→ EXERCISE DIRECTIONS: From the line with "Target: cut apple piece" through the final line, transcribe the material below character for character; include no other lines.

→ LISTING:
********************

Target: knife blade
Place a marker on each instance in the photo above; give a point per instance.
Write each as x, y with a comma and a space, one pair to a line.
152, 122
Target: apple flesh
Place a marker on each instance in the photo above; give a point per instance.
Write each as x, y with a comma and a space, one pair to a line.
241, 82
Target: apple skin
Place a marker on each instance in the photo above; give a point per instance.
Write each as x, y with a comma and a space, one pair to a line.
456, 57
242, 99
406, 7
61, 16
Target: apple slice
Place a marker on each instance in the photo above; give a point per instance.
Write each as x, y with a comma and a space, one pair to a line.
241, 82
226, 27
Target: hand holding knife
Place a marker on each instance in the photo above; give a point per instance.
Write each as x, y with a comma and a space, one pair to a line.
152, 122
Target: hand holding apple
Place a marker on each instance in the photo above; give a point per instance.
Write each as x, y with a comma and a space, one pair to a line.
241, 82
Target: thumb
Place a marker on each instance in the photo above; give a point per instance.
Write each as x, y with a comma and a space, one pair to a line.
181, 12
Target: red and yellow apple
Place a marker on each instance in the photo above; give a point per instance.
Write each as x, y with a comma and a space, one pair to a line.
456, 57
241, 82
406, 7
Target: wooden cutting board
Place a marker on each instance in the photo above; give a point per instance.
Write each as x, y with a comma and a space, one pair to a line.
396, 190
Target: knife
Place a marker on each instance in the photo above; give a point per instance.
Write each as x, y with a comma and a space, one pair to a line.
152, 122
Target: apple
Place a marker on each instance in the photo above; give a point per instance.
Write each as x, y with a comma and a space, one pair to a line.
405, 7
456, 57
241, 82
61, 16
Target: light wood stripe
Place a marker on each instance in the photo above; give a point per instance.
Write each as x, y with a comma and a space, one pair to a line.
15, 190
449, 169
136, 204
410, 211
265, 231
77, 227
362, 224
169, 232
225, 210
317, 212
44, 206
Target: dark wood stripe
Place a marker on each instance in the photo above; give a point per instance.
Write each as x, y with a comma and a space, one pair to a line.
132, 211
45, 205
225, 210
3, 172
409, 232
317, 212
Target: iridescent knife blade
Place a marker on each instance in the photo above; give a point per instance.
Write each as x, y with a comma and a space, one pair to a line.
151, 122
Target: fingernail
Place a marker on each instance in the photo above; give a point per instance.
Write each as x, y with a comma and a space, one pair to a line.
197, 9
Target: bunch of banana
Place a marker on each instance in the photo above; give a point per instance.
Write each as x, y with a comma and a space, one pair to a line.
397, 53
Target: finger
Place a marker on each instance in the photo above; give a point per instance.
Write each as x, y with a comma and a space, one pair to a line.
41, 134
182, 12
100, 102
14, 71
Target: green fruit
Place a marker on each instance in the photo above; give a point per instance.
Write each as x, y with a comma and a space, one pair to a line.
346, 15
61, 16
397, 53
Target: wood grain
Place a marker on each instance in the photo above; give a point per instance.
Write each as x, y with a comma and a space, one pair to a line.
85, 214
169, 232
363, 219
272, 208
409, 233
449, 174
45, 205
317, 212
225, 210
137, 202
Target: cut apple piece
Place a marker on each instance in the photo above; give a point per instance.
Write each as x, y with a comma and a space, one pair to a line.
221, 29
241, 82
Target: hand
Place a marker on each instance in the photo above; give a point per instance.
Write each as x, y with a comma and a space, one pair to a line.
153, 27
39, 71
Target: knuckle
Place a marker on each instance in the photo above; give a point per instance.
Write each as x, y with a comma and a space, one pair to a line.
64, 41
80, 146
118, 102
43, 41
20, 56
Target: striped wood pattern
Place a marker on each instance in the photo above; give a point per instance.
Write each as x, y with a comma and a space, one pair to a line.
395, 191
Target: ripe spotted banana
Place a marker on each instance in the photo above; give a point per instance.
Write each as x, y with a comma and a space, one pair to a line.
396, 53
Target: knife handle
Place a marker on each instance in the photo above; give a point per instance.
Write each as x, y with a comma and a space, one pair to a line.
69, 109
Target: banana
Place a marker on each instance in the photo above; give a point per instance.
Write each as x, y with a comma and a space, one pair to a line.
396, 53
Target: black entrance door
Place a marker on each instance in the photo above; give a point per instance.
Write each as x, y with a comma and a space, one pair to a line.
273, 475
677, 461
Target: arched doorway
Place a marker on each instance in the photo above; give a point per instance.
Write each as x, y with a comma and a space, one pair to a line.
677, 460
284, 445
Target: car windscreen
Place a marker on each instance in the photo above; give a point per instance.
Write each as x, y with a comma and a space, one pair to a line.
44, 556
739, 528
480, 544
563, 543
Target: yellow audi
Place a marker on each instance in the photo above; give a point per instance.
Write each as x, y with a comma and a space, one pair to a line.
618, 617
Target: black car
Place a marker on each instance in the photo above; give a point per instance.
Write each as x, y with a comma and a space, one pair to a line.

********************

→ REPLY:
Target: cut apple piece
Place a marker on each instance in the photo above; give a point per instance.
Write each as x, y with a comma and a space, one pair to a line.
221, 29
241, 82
Target: hand
Place a marker on each instance in the photo above; give a point per instance.
Write each as x, y with a comma and a space, one pair to a line.
153, 27
39, 71
Target: knuckle
Place a marker on each instance in the photo above; give a point per instance.
Write each as x, y with a comma and a space, one pair to a line.
64, 41
80, 146
118, 102
43, 41
20, 56
Target: striped wood pattern
Place a marker on each instance in the photo above; give a point per instance.
Write each as x, y with a comma and a space, one pair to a line.
395, 191
Target: ripe spotted banana
Place a marker on each instance in the photo above; give a point per instance.
Write each as x, y with a comma and a space, one pair to a line.
396, 53
Target: knife handle
Place a marker on each instance in the photo above; give a point per instance.
Write each as x, y with a comma and a space, one pair to a line.
69, 109
Target: banana
Place a marker on each instance in the photo above; give a point per instance.
Write each as x, y with a comma and a space, one pair to a line.
396, 53
Target: black entrance door
Place a marker on each instance in the photo above; give a point per instance.
Write each as x, y with a comma and a space, one pair to a line.
273, 475
677, 461
Target: arched doorway
Place a marker on each instance in the photo above; give a point per instance.
Write each as x, y with a comma and a space, one pair to a line.
677, 460
284, 445
Target: car windscreen
Place a marker on each instance in the photo above; give a point per instance.
Write each as x, y with a comma and a space, one pair to a line.
44, 556
739, 528
480, 544
563, 543
Target: yellow audi
Place a marker on each instance in the photo above; give a point per instance.
Write each as x, y with a comma and a space, one pair to a line.
618, 617
Target: black car
Place a marker on each instance in the photo above; give a point per instance.
Write each as x, y with a comma and a space, one pair to a line.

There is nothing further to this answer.